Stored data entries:
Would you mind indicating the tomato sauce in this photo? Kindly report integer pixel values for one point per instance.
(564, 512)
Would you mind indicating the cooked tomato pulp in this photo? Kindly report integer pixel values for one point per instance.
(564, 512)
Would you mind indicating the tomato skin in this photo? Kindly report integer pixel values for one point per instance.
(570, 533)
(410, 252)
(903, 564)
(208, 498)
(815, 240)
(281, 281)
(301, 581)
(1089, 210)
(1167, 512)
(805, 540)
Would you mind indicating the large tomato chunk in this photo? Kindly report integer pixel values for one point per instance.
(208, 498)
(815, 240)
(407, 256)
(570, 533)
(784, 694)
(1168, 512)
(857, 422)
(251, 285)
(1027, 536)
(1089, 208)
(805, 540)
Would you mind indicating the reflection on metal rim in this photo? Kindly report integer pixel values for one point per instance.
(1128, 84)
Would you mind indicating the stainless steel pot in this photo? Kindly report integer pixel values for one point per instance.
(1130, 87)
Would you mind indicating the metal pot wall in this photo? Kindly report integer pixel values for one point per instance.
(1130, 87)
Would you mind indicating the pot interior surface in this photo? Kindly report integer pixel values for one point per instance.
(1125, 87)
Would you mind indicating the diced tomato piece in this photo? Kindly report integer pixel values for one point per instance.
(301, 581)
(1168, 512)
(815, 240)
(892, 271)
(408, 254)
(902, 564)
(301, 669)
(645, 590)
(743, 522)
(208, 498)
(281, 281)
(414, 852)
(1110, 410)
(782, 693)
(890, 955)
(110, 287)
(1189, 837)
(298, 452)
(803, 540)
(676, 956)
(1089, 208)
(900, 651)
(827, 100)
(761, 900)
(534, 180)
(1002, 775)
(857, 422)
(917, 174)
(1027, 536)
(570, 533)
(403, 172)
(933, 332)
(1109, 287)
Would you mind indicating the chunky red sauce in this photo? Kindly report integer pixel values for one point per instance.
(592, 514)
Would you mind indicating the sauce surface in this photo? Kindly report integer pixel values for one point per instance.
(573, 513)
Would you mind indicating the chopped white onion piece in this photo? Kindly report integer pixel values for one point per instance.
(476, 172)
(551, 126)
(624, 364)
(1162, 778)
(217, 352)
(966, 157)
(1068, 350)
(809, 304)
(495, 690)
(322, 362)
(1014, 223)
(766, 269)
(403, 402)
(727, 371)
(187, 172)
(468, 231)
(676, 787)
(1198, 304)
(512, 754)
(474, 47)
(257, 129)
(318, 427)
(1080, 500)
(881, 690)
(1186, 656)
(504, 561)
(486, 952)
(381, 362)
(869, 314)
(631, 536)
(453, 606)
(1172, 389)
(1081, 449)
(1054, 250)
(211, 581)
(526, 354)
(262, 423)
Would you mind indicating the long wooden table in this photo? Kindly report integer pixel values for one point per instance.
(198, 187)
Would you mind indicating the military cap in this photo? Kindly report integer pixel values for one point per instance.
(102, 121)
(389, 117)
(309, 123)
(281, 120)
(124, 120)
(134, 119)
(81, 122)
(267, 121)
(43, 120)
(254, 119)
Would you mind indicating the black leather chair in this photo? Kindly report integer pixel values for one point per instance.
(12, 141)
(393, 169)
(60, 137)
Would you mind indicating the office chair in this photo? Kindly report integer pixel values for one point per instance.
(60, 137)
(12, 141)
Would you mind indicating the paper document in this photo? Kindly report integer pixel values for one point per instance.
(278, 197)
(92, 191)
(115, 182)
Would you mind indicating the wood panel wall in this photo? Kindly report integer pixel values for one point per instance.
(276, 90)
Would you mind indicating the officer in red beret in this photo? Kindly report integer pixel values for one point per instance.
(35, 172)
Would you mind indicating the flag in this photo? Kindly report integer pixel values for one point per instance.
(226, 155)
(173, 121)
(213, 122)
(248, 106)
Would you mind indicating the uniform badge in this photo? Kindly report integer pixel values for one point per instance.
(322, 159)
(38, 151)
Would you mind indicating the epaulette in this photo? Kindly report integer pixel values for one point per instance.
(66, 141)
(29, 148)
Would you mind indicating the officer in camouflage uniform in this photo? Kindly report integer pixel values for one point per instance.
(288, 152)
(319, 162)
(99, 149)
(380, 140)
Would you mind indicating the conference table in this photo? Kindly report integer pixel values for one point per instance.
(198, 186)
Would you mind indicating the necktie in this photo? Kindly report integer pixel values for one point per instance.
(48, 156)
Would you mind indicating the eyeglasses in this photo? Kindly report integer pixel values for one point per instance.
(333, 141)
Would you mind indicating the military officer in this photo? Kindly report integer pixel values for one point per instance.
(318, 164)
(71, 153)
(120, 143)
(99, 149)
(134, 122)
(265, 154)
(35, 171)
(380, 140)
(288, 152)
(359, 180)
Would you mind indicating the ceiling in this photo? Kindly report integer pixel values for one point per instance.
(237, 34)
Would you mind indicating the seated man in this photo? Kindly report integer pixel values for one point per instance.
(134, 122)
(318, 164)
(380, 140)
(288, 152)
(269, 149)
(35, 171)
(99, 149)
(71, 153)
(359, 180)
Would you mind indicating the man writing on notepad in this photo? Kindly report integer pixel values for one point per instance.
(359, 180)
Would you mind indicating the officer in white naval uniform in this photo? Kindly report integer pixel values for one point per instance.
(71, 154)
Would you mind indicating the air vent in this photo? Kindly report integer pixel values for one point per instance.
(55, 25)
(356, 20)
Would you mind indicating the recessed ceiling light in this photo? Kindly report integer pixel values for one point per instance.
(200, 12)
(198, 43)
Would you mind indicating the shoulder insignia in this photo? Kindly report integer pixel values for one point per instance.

- **WHAT TO WORK ON**:
The required output is the lines from the one holding "Would you mind indicating the man" through the last line of the entries above, copied exactly.

- **EXERCISE RESULT**:
Would you mind indicating the man writing on notepad in this photo? Kindly report integer pixel values for one point per instance.
(359, 180)
Would you mind indicating the officer in white naval uniform in this photo? Kindly report integer pixel values for one point per instance.
(71, 154)
Would you mind indicating the air vent in this photo? Kindly report integer pixel values for one point per instance.
(55, 25)
(356, 20)
Would you mind indicating the recessed ceiling light in this photo? Kindly report integer pixel values for one point per instance.
(200, 12)
(198, 43)
Would you mind indicating the shoulder insignia in this photo? Kindly report integer pixel values for one point per instance.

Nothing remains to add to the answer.